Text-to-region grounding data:
┄┄┄┄┄┄┄┄┄┄

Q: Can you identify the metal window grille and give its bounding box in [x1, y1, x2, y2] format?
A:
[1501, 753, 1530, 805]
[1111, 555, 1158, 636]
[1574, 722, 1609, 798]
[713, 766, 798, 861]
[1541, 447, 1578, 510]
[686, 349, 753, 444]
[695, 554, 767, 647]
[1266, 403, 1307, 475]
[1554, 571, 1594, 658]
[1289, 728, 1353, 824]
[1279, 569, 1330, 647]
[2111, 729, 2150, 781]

┄┄┄┄┄┄┄┄┄┄

__Task item__.
Write the records out again. Keep every line exactly as it is.

__Written solution__.
Q: Can you identify the metal window grille and give its bounding box in [x1, y1, x2, y2] format?
A:
[1501, 753, 1530, 805]
[1111, 555, 1158, 636]
[1574, 722, 1609, 798]
[713, 766, 798, 861]
[1541, 447, 1578, 510]
[686, 349, 753, 444]
[695, 554, 767, 647]
[1266, 403, 1307, 475]
[1554, 571, 1594, 658]
[1289, 728, 1353, 824]
[1279, 569, 1330, 647]
[2111, 729, 2150, 781]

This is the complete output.